**AIM OF THE TASK**
The answer must consist of every line in the data below that holds the word "small".

**DATA EXTRACT**
[Start of Attachment]

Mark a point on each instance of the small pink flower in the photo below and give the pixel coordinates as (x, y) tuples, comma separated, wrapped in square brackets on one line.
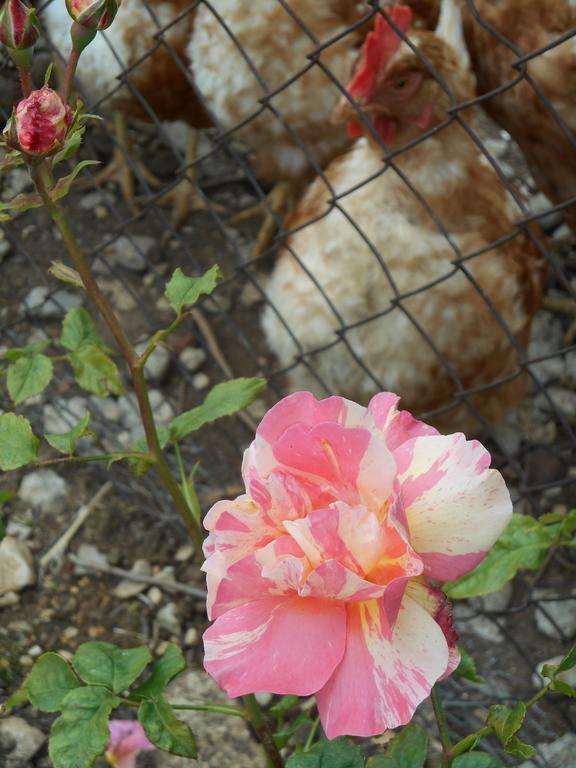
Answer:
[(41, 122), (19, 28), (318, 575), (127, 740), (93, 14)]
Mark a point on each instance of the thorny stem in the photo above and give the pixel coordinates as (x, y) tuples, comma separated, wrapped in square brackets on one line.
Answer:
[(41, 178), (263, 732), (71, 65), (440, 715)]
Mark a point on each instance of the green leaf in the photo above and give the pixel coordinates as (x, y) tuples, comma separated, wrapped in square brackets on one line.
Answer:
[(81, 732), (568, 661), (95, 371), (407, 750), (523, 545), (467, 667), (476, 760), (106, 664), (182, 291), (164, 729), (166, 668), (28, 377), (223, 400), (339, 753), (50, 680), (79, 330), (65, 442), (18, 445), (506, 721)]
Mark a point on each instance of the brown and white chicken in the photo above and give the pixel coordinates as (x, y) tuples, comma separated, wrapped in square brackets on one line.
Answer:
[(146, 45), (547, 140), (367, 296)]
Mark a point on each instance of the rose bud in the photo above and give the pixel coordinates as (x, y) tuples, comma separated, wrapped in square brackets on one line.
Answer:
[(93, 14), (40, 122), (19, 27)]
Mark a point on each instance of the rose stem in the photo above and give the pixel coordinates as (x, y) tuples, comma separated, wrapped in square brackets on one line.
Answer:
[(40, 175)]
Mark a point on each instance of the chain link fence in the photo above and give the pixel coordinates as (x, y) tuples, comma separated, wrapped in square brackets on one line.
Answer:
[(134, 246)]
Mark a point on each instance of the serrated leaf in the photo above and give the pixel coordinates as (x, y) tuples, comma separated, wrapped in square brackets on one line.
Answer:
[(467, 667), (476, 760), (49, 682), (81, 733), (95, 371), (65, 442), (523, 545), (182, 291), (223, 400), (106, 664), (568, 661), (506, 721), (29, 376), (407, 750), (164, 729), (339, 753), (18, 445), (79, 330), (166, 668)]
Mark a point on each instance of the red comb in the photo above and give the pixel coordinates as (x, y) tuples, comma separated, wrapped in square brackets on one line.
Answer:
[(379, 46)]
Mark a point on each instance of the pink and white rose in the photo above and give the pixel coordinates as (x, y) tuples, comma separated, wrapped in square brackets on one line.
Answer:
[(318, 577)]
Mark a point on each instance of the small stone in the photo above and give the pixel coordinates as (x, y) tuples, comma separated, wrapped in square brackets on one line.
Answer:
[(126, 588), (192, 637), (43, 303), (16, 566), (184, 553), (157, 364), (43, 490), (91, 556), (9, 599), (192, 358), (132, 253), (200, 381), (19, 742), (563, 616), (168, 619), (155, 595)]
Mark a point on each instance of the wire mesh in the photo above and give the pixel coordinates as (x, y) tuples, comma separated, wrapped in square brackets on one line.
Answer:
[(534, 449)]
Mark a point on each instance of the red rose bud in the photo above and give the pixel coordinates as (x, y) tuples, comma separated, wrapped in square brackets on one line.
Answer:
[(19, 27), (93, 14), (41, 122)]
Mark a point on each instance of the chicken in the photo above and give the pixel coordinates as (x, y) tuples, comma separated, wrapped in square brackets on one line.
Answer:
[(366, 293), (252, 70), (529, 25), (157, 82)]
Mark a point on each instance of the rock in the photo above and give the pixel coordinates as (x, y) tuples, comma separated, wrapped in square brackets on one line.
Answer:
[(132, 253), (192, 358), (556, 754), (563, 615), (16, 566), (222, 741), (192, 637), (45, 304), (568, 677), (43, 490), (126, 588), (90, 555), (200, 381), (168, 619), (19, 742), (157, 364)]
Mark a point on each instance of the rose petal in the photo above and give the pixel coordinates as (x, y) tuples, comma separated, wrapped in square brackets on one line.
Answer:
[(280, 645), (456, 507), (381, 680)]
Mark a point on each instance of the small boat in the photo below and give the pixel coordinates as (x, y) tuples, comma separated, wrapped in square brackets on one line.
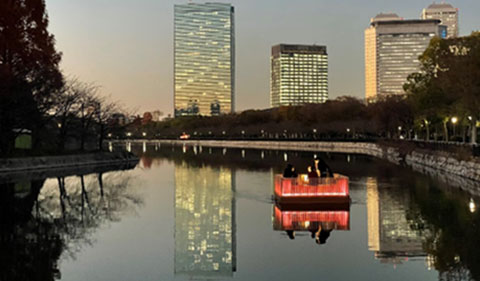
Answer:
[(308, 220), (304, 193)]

[End of Attachment]

**TASK RESPONSE**
Mark a point on each instance of the small pink flower in the photo below and give the pixel coordinates as (x, y) tuples, comma separated, wrapped in square brackets on one line.
Mark a point on each instance of the small stone in the photo above and give the pixel coordinates as (x, y) tuples, comma separated, wrapped in square brackets on one line.
Mark a point on each instance of the small boat in the photo below and give the pixel coordinates as (x, y) tuples, comma separated, wrapped in square brackets on one line.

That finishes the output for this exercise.